- **Task instructions**
Copy every line of the data exactly, leaving nothing out.
= = = = = = =
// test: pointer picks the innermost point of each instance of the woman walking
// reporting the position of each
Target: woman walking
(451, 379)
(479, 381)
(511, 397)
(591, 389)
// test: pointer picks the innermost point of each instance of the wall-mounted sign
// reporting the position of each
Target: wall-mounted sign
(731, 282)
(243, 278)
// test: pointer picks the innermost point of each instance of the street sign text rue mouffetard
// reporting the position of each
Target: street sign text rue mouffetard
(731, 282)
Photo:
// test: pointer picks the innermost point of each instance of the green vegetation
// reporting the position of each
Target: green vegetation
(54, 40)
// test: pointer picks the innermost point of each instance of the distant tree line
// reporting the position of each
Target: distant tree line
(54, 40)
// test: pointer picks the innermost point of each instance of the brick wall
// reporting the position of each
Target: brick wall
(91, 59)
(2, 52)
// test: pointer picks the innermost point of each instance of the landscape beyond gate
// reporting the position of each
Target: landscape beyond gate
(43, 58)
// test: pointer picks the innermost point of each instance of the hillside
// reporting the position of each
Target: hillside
= = = = = = =
- **Solved exercise**
// test: pointer picks the innermost point of each instance of the woman walking
// reporting the position of each
Target: woman walking
(451, 379)
(479, 381)
(511, 397)
(591, 389)
// test: pointer picks the innermost point of each instance of the wall-mounted sign
// reporting the position of each
Target: wall-mounted sign
(731, 282)
(243, 278)
// test: pointer picks the innermost point of each instance of the street sign text rue mouffetard
// reporting the position of each
Target: street sign text rue mouffetard
(731, 282)
Photo:
// test: pointer picks the innermost point of each instance of the green vegetation
// reporting the position of each
Target: green vegetation
(54, 40)
// test: pointer picks the innermost point of each instance of the distant tree line
// reporting the position of each
Target: distant tree line
(54, 40)
// test: pointer picks the innermost point of each instance of the brick wall
// reporting the position of each
Target: brick wall
(91, 59)
(2, 52)
// test: pointer picks the innermost point of each instance of the landscape beyond gate
// reporting the position of each
Target: landscape beyond gate
(43, 58)
// test: pointer picks the innermost point of each instance of the hillside
// reporting the position of each
Target: hillside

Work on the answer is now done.